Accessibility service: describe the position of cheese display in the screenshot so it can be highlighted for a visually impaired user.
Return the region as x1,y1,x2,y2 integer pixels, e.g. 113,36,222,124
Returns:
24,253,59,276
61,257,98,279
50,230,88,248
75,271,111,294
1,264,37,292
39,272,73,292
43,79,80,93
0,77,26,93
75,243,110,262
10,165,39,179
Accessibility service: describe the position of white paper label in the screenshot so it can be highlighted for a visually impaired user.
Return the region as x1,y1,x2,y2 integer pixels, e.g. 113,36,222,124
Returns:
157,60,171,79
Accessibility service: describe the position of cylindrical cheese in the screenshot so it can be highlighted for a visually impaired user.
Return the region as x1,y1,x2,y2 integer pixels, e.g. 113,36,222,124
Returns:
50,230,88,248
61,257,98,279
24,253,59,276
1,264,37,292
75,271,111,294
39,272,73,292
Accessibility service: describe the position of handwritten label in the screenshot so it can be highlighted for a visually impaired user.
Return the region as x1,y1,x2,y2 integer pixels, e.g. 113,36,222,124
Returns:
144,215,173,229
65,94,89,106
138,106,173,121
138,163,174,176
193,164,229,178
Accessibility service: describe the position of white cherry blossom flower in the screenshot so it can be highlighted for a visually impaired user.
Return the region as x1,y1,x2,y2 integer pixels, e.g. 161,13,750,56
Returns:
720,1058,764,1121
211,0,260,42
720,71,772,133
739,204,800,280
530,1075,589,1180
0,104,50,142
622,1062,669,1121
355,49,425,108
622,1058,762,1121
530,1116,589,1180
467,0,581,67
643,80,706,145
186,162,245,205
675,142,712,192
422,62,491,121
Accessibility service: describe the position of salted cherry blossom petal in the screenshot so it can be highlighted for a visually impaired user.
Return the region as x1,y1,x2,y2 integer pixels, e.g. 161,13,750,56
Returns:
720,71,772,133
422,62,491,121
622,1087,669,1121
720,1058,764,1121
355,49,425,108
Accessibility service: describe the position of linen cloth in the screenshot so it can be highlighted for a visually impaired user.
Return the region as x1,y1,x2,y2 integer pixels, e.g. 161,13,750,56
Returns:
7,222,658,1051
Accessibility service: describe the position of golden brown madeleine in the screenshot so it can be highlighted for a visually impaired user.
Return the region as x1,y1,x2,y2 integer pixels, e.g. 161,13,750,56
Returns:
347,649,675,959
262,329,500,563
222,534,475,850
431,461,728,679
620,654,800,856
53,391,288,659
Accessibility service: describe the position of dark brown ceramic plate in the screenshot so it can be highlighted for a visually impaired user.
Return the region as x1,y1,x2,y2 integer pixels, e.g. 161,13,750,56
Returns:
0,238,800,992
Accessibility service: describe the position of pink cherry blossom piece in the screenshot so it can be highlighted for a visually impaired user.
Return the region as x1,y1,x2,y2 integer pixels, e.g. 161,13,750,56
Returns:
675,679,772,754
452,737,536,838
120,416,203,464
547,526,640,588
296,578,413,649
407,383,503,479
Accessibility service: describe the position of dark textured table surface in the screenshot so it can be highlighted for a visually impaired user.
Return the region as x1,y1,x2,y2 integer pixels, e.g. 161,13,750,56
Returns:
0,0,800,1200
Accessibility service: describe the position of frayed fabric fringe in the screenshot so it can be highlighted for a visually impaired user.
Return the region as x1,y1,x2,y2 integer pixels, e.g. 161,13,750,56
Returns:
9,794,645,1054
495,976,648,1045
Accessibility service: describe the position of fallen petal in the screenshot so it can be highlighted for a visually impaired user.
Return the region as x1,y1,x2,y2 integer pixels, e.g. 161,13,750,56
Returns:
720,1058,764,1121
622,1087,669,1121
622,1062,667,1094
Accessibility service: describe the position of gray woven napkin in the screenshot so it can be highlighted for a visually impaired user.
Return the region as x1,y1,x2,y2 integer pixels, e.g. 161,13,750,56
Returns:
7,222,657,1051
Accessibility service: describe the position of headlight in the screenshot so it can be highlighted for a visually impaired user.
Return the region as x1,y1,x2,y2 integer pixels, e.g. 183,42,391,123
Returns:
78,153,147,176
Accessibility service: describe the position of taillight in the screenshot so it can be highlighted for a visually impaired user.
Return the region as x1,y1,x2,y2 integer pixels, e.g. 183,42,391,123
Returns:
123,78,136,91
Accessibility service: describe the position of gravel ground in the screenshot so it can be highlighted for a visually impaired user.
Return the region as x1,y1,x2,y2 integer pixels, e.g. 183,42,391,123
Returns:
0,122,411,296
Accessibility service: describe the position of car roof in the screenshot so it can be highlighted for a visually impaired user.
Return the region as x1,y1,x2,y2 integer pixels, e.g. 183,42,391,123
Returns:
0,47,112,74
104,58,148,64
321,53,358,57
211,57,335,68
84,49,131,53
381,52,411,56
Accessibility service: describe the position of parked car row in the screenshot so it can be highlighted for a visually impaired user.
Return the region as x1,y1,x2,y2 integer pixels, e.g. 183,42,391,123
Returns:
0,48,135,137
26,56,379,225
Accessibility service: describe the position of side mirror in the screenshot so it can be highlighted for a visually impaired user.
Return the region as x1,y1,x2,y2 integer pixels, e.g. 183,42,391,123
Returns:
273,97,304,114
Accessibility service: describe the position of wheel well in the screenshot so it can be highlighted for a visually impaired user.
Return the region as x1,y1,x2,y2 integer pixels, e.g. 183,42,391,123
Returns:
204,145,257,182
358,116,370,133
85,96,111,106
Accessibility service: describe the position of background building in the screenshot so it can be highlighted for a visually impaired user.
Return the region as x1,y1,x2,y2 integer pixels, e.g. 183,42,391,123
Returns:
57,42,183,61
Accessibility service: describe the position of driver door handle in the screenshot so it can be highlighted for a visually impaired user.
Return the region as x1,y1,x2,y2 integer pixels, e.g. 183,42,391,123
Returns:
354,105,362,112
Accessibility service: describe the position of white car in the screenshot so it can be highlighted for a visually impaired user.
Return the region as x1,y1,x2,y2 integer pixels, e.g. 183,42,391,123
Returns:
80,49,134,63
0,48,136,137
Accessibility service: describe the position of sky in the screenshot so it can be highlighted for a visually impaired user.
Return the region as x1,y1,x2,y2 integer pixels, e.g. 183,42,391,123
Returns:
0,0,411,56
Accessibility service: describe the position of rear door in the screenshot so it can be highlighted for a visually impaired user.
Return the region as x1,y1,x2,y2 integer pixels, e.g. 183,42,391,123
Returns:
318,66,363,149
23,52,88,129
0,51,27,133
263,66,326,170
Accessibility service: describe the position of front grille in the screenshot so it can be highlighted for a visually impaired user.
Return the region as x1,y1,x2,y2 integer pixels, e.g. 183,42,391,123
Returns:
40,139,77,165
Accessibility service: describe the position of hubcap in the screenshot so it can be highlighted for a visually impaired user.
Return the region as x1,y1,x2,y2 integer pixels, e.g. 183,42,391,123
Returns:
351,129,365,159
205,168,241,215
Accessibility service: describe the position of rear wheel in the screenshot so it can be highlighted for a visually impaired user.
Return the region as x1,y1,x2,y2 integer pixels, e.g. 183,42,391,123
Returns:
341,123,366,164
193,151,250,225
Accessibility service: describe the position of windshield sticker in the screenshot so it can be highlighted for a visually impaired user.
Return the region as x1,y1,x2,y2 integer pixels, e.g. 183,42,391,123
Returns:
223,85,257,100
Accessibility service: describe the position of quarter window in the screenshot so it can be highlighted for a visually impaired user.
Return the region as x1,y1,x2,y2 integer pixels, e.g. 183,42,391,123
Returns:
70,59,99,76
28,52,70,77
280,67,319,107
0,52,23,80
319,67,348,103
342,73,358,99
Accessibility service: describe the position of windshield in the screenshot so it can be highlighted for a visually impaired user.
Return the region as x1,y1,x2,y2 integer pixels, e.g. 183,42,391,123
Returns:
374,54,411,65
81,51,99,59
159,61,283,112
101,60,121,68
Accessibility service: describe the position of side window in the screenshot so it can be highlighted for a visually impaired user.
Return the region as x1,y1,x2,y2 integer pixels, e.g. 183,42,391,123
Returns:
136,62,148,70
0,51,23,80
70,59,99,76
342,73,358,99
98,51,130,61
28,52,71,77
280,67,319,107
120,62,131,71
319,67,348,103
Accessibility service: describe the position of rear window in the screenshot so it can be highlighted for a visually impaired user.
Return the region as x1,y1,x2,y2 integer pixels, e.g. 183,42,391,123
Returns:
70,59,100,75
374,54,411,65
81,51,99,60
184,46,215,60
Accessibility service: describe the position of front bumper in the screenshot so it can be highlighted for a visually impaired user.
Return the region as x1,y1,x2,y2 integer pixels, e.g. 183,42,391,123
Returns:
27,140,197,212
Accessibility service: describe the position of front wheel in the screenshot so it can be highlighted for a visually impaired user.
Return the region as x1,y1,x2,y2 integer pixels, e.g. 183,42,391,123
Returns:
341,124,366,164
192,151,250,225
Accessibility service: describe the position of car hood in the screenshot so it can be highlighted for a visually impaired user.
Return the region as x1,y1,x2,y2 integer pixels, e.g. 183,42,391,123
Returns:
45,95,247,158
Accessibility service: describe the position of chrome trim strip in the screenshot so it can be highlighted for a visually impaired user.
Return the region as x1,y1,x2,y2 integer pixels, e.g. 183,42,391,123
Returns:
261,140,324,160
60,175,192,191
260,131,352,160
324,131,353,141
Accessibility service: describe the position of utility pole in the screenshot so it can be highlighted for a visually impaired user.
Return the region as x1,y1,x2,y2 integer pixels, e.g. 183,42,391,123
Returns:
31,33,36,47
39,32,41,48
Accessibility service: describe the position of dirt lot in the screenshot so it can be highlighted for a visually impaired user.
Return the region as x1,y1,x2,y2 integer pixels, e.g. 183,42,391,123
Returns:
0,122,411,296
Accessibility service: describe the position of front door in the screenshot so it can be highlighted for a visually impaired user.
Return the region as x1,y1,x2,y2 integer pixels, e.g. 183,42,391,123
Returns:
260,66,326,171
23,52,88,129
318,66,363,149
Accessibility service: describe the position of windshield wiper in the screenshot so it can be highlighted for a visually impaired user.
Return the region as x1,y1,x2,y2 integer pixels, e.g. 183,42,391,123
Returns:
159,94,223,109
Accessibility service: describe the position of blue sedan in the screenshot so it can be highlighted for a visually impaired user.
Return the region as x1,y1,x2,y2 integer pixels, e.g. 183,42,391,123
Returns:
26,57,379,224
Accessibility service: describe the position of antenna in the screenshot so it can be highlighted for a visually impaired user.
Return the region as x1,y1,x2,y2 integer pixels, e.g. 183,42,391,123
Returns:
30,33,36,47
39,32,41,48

Goal of the exercise: Copy out everything in the material above from the line containing "Accessibility service: describe the position of handwritten" down to the line containing "0,238,800,992", both of those lines included, and shift each bounding-box coordinate in the answers up by 99. Keep every other line unchanged, including the format samples.

Finished exercise:
Accessibility service: describe the position of handwritten label in the screenshot so it can be highlighted for a visually impaired user.
Return the region as x1,y1,x2,y2 integer pixels, e.g. 113,36,222,124
Returns:
243,314,272,328
164,193,188,205
237,205,272,220
237,262,273,275
292,263,328,277
Accessibility service: describe the position of white cherry blossom flower in the screenshot so it can be highlighted for a visually impaired user.
Return the region as x1,y1,x2,y2 integer pixels, e.g. 161,13,750,56
Returns:
819,1157,863,1220
310,99,359,141
819,170,871,232
838,303,899,379
629,1174,688,1279
99,203,149,241
721,1161,768,1220
454,148,524,207
721,1157,861,1220
629,1215,688,1279
566,99,680,166
742,179,805,244
285,261,344,304
774,241,811,291
521,161,590,220
Accessibility service: describe the position of salted cherry blossom petal in the screenshot so it can be highlighted for a visually impaired user.
Return the region as x1,y1,x2,y2 integer pixels, e.g. 161,13,750,56
Returns:
819,170,871,232
521,161,590,220
721,1186,768,1220
819,1157,863,1220
454,148,524,207
Accessibility service: describe the position of linen cloth in the screenshot so it can be highlighted for a visually impaired user.
Return the region as x1,y1,x2,y2 integer pixels, e.g. 161,13,750,56
Returns:
106,321,757,1150
Accessibility service: describe the position of golden brown madeleine in the screenshot so it can be highlighted for a visually impaired user.
Return the region as x1,y1,x2,y2 integer pixels, e.g. 161,13,750,56
Returns:
446,748,774,1058
361,428,599,662
321,633,574,949
530,560,827,778
719,753,899,955
152,490,387,758
Accessibility service: describe the position of dark brown ceramic plate in the screenshot so it can be highlighted for a visually impaired user.
Return the region as x1,y1,x2,y2 integer pixels, e.g. 161,13,750,56
Returns:
99,337,899,1091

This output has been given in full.